Entries taken from a collection:

---

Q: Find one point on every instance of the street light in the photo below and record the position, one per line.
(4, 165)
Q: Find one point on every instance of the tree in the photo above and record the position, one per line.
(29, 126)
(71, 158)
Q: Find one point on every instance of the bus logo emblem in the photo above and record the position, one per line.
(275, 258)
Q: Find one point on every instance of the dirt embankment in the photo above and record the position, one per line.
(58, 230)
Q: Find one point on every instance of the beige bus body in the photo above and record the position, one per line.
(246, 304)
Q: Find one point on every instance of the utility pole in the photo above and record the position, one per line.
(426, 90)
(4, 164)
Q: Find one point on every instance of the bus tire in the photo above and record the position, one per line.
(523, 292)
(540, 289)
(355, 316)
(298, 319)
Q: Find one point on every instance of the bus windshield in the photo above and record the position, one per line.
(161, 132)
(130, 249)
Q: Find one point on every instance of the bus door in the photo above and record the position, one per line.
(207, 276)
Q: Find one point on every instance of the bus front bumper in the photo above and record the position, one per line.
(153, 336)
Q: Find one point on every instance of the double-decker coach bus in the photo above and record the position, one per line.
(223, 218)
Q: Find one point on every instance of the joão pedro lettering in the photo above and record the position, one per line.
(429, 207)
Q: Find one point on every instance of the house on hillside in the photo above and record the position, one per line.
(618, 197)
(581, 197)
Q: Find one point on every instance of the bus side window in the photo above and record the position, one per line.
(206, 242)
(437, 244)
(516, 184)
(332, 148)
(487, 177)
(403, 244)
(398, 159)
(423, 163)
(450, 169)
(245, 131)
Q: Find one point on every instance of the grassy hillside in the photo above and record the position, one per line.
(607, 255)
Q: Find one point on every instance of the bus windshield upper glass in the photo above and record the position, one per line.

---

WORK ORDER: Set down each record again, exactly as written.

TASK RESPONSE:
Q: Find one point on every instance of the street light in the photo below and record the position, one per line.
(4, 165)
Q: Find one point on every instance of the tree in the photo above and record the position, one per line.
(29, 126)
(71, 158)
Q: Find one point on every instance of the bus logo emblem in the photo above and record the position, one per line.
(275, 258)
Q: Find one point on every instance of the dirt embankment in the photo above and record the position, one per line.
(58, 230)
Q: Find one point on every instance of the beige bus body in the photo above and record the position, one per line.
(246, 304)
Q: Find one point on every instance of the utility pole in the photo above and record the position, one per line.
(426, 90)
(4, 164)
Q: Find one point on every instance of the bus tire in the photo above and record the position, one per line.
(523, 292)
(540, 289)
(355, 316)
(298, 319)
Q: Find one point on every instance of the bus windshield in the photo above and record the position, one per line.
(161, 132)
(130, 249)
Q: Find one point on every instance of the bus door in the photo above and record the position, one per line.
(207, 276)
Q: Find one point on every instance of the bus front bumper in the photo above and record the position, one per line.
(153, 336)
Q: Find one point on every instance of the double-decker coach bus in the photo above and record the position, one per line.
(223, 218)
Q: Find one point on every instance of the joão pedro lettering in the photo above and record the position, one per line.
(429, 207)
Q: Find one point on every instance of the house on hillside in the photo above and record the position, one per line.
(618, 197)
(581, 197)
Q: Find one point on every instance of the bus side window in the photo above and record the position, one per line.
(206, 242)
(437, 244)
(516, 184)
(332, 148)
(487, 177)
(403, 244)
(398, 159)
(423, 163)
(450, 169)
(245, 131)
Q: Find one point on every instance of the grassy hillside in the photo above and record the position, one per line.
(607, 255)
Q: Find one point on every instance of the bus windshield upper glass in the photo above and record the position, one per line.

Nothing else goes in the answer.